Work required
Each line of the records has to be copied exactly, though the pictures must be left out.

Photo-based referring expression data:
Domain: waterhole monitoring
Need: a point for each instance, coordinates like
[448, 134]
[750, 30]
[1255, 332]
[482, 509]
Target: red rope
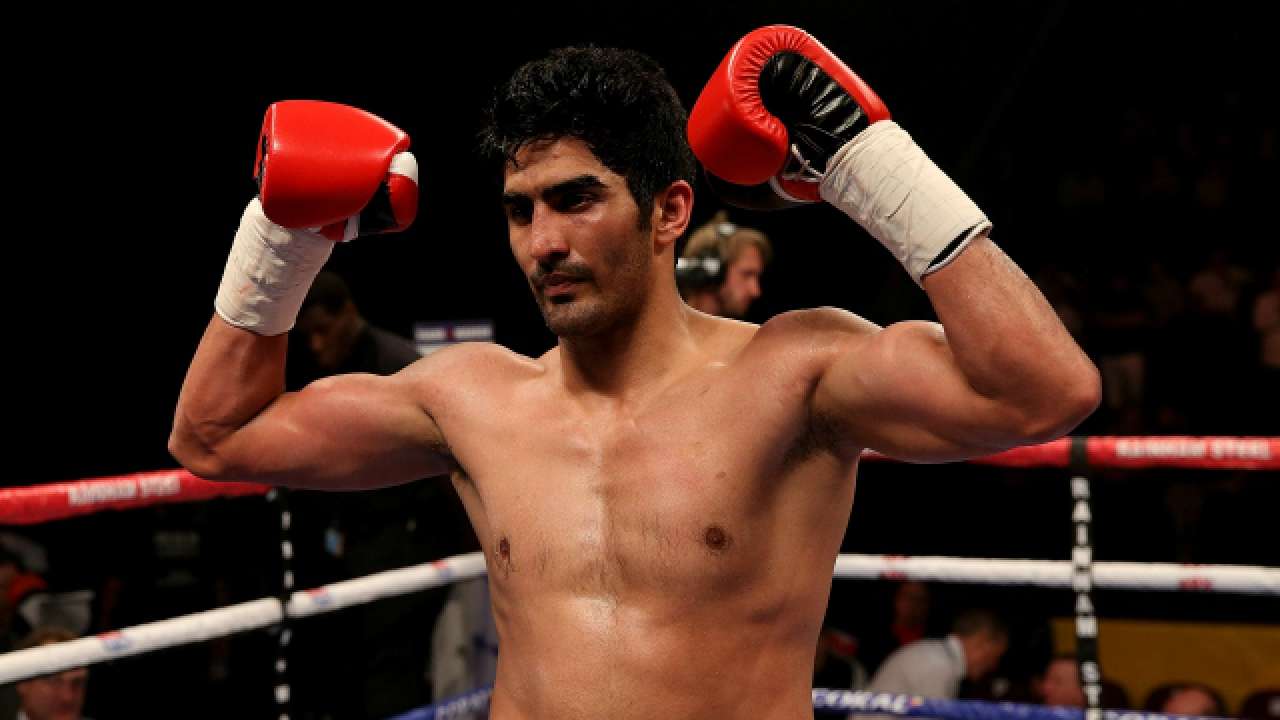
[55, 501]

Response to this exercise
Domain: waterhole monitoring
Need: a point for each instance, coordinates like
[448, 134]
[750, 30]
[1255, 332]
[482, 509]
Target: red rope
[55, 501]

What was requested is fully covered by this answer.